Task instructions:
Beneath this task are records; count the lines among them that contain the word "grille" and answer with the number only.

Records from a dataset
__________________________________________________

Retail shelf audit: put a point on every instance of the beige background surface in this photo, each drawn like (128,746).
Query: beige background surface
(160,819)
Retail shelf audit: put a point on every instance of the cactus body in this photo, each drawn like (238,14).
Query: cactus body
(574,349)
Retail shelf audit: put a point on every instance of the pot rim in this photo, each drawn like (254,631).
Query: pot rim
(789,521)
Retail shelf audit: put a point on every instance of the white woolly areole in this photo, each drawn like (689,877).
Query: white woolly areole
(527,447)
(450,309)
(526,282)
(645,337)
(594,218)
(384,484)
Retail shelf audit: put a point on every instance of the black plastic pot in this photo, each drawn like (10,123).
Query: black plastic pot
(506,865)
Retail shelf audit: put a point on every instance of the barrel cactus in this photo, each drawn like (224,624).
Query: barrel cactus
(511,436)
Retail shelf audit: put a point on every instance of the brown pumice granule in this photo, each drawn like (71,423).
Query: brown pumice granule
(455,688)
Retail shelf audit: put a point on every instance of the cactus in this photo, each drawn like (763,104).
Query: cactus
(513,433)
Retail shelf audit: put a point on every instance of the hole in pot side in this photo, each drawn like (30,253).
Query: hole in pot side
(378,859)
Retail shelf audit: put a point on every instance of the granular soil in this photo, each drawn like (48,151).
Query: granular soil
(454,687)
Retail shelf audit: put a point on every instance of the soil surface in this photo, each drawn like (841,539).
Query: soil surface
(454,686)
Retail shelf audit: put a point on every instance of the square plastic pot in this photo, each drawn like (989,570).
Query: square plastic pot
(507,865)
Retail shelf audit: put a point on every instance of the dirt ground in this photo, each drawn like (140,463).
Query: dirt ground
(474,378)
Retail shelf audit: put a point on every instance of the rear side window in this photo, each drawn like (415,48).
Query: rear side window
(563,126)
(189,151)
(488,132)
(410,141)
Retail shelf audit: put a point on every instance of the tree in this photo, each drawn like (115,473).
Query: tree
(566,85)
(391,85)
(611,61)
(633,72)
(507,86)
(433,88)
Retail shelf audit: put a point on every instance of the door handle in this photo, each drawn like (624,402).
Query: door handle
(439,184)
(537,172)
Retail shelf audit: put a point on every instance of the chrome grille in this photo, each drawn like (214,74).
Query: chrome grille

__________________________________________________

Result of the task:
2